Dataset material on where objects are located
+ + + + + + +

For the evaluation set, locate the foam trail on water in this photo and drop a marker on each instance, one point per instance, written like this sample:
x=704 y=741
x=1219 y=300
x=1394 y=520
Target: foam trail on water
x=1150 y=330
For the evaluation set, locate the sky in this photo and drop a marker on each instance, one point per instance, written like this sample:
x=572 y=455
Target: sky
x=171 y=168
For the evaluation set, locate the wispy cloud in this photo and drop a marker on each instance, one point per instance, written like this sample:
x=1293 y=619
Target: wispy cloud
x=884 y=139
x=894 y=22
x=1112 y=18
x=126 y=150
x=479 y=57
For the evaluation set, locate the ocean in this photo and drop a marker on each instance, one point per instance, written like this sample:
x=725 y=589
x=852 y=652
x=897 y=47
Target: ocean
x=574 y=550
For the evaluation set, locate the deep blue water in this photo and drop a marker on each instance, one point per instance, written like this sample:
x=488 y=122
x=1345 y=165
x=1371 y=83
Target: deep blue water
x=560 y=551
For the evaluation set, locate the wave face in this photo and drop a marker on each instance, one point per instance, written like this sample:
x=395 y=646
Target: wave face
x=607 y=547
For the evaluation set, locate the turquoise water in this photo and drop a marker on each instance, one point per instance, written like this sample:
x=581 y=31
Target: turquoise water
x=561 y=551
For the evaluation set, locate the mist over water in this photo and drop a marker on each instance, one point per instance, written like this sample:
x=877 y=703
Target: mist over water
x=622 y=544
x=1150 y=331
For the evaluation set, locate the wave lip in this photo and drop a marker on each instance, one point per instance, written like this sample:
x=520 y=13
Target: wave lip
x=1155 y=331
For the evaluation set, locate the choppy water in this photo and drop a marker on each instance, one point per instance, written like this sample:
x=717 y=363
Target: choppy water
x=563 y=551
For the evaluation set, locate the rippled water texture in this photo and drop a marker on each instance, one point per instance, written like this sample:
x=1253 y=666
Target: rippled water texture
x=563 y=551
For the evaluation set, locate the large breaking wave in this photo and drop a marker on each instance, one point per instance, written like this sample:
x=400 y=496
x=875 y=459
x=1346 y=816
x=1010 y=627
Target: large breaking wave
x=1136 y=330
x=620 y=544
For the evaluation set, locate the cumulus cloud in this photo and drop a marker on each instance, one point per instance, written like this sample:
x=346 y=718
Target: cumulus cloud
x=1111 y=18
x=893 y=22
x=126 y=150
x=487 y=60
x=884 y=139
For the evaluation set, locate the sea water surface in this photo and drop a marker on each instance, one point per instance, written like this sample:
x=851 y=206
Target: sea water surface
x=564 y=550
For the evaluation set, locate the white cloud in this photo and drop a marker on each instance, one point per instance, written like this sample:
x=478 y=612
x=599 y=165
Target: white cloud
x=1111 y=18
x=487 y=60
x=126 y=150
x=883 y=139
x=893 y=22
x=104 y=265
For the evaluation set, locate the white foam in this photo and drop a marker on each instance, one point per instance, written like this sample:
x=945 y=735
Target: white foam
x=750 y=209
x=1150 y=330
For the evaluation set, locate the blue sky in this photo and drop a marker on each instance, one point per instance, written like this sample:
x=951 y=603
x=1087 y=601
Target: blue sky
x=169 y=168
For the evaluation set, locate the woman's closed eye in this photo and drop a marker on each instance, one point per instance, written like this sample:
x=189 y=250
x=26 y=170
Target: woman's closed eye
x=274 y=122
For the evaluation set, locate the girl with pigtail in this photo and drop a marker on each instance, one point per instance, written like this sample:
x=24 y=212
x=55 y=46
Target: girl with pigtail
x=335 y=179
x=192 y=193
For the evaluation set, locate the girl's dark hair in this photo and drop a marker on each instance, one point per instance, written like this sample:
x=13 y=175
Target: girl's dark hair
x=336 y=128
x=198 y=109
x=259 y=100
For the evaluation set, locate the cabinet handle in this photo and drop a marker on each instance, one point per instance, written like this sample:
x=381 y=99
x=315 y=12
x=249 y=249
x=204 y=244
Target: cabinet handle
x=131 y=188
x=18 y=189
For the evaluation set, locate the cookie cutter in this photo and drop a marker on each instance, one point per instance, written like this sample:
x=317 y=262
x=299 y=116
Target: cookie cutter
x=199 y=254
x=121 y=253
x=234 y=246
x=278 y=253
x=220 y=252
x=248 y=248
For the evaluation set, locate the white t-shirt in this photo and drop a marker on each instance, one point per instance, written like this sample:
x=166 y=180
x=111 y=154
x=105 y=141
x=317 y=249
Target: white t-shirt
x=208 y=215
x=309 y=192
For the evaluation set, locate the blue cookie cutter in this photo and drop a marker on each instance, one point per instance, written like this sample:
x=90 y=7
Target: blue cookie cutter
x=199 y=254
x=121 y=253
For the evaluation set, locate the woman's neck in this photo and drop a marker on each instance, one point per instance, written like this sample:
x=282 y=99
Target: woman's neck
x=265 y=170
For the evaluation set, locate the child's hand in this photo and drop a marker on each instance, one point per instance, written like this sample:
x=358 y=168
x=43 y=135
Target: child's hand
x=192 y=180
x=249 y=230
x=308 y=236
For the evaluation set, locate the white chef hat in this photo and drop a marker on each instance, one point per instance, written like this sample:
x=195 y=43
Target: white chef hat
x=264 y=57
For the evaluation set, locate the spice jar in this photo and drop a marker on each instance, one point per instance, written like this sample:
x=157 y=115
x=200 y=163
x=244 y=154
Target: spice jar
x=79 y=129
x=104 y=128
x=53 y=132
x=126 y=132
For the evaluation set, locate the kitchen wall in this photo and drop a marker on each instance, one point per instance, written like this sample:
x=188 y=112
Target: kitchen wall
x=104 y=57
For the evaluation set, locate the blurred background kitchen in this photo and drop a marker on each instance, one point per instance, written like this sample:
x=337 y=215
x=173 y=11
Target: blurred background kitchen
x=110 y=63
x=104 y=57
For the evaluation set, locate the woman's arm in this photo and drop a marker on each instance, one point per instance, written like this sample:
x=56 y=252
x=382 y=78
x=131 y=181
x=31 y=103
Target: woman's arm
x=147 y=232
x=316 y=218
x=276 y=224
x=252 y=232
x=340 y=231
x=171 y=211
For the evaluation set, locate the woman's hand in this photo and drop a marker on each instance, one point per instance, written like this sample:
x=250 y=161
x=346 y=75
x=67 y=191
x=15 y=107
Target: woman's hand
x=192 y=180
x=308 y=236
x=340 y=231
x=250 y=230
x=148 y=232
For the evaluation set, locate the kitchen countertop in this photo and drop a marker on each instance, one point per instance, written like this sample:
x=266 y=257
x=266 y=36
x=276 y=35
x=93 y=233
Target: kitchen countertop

+ + + + + + +

Retype every line of the material above without changing anything.

- **Reply**:
For the evaluation set, locate the foam trail on water in this photo and drop a marker on each instance, one point per instance, written like this sample:
x=704 y=741
x=1219 y=300
x=1394 y=520
Target: foam trail on water
x=1150 y=330
For the evaluation set, locate the sky in this photo and drop a marker on each instance, one point per instance, written like this sample:
x=572 y=455
Target: sky
x=171 y=168
For the evaluation set, locate the wispy cloud in this photo and drop a marker on each instance, one point per instance, written like this sample:
x=1293 y=619
Target: wispy cloud
x=884 y=139
x=894 y=22
x=1112 y=18
x=126 y=150
x=479 y=57
For the evaluation set, locate the ocean in this photo and drop a marker on each instance, one point per instance, written like this sample:
x=725 y=589
x=852 y=652
x=897 y=47
Target: ocean
x=574 y=550
For the evaluation set, locate the deep blue water in this photo and drop a marker on each instance, one point per instance, written like this sample:
x=488 y=122
x=1345 y=165
x=1371 y=83
Target: deep blue water
x=560 y=551
For the evaluation set, locate the wave face in this photo and drop a marker on each instance, one point per instance, written like this sample:
x=395 y=646
Target: wave face
x=607 y=547
For the evaluation set, locate the turquoise water in this photo and drop a marker on each instance, one point per instance, written like this sample:
x=581 y=31
Target: turquoise water
x=561 y=551
For the evaluation set, locate the mist over water in this photo and drop a marker on each instance, one point per instance, written like this sample:
x=877 y=703
Target: mist over water
x=622 y=544
x=1150 y=331
For the evaluation set, locate the wave lip in this photo and drop a marker on each instance, one point per instance, written like this sample:
x=520 y=13
Target: wave lip
x=1155 y=331
For the evaluation set, locate the choppy water in this photo and drop a marker on each instance, one point per instance, written like this sample:
x=717 y=363
Target: choppy water
x=563 y=551
For the evaluation set, locate the rippled water texture in this photo and drop a marker on each instance, one point per instance, written like this sample:
x=1253 y=666
Target: rippled water texture
x=563 y=551
For the evaluation set, locate the large breaking wave in this photo and drop a marker on each instance, one point per instance, written like this sample:
x=400 y=496
x=875 y=459
x=1346 y=816
x=1010 y=627
Target: large breaking wave
x=1136 y=330
x=620 y=544
For the evaluation set, locate the cumulus cloud in this photo and drop a marker on each instance, one point per instance, written like this sample:
x=346 y=718
Target: cumulus cloud
x=1111 y=18
x=893 y=22
x=126 y=150
x=487 y=60
x=884 y=139
For the evaluation set, locate the sea water surface in this photo and drop a marker on each instance, one point per instance, written like this sample:
x=851 y=206
Target: sea water surface
x=564 y=550
For the evaluation set, locate the white cloud in this photo and drop a marker on each instance, one point per instance, written like this sample:
x=478 y=612
x=599 y=165
Target: white cloud
x=1111 y=18
x=487 y=60
x=126 y=150
x=883 y=139
x=893 y=22
x=104 y=265
For the evaluation set, locate the white foam in this photo and drop a marker on each instance, one point per instance, written like this sample:
x=945 y=735
Target: white foam
x=750 y=209
x=1150 y=330
For the evaluation set, locate the blue sky in this photo and drop a marker on each instance, one point per instance, written like this sample:
x=951 y=603
x=1087 y=601
Target: blue sky
x=169 y=168
For the evaluation set, locate the woman's closed eye in this photo and drop a marker on each instance, one point per instance, written like this sample:
x=189 y=250
x=26 y=170
Target: woman's closed eye
x=274 y=122
For the evaluation set, locate the girl with pigtail in this photo and drop a marker on each instance, one point per instance, written like this sample:
x=24 y=212
x=55 y=46
Target: girl with pigtail
x=335 y=179
x=192 y=193
For the evaluation set, locate the girl's dark hair in this photo and drop a marker on each instance, one point per instance, written like this sample:
x=13 y=175
Target: girl's dark hair
x=336 y=128
x=198 y=109
x=259 y=100
For the evaluation set, locate the cabinet handle in this photo and drop a marker on each instance, one point per instance, written like this sample:
x=381 y=99
x=315 y=12
x=249 y=249
x=204 y=244
Target: cabinet handle
x=131 y=188
x=18 y=189
For the evaluation set, locate the cookie cutter in this photo and drop a marker on each instance, one point per instance, written like this sample:
x=317 y=262
x=299 y=116
Target: cookie cutter
x=199 y=254
x=121 y=253
x=234 y=246
x=278 y=253
x=220 y=252
x=248 y=248
For the evaluation set, locate the white t-shirt in this photo and drop a marker on each instance, one point per instance, written like this sample:
x=166 y=180
x=111 y=154
x=105 y=141
x=317 y=249
Target: white t-shirt
x=208 y=215
x=309 y=192
For the evaluation set, locate the blue cookie cutter in this photo and drop a marker on each instance, one point per instance, written like this sample:
x=90 y=7
Target: blue cookie cutter
x=199 y=254
x=121 y=253
For the evaluation set, locate the woman's neck in this photo and drop a marker on each instance, one point per instance, written like this sample:
x=282 y=99
Target: woman's neck
x=265 y=170
For the evaluation set, locate the child's hand in this photo and drop a marker on each instance, one point per instance, written like this sample:
x=358 y=168
x=43 y=135
Target: child's hand
x=192 y=180
x=249 y=230
x=308 y=236
For the evaluation set, locate the white chef hat in this photo and drop a marker on each instance, one point per instance, written like this sample:
x=195 y=43
Target: white chef hat
x=264 y=57
For the evaluation set, locate the spice jar in this photo and drop a marker on each instance, one point per instance, written like this sample:
x=157 y=115
x=200 y=163
x=244 y=154
Target: spice jar
x=79 y=129
x=104 y=128
x=53 y=132
x=126 y=132
For the evaluation set, locate the kitchen wall in this photo and drop a marker on each instance, one point per instance, written like this sample:
x=188 y=112
Target: kitchen wall
x=104 y=57
For the evaluation set, locate the blurred background kitchen in this photo and drop a marker on each instance, one point per instance, written like this sample:
x=337 y=215
x=173 y=11
Target: blurred background kitchen
x=110 y=63
x=104 y=57
For the evaluation set, locate the woman's arm in this photo and drop a marker on each instance, one point per instance, written like this sample:
x=56 y=252
x=382 y=78
x=131 y=181
x=31 y=103
Target: woman's arm
x=147 y=232
x=316 y=218
x=276 y=224
x=252 y=232
x=340 y=231
x=171 y=211
For the evaluation set, locate the woman's hand in this photo and drop a marker on each instance, one point per instance, written like this sample:
x=250 y=161
x=346 y=75
x=67 y=191
x=15 y=107
Target: woman's hand
x=192 y=180
x=308 y=236
x=340 y=231
x=250 y=230
x=148 y=232
For the evaluation set, locate the kitchen countertop in this photo and drop a marker on each instance, one point per instance, written like this sample:
x=266 y=257
x=266 y=36
x=276 y=35
x=93 y=233
Target: kitchen countertop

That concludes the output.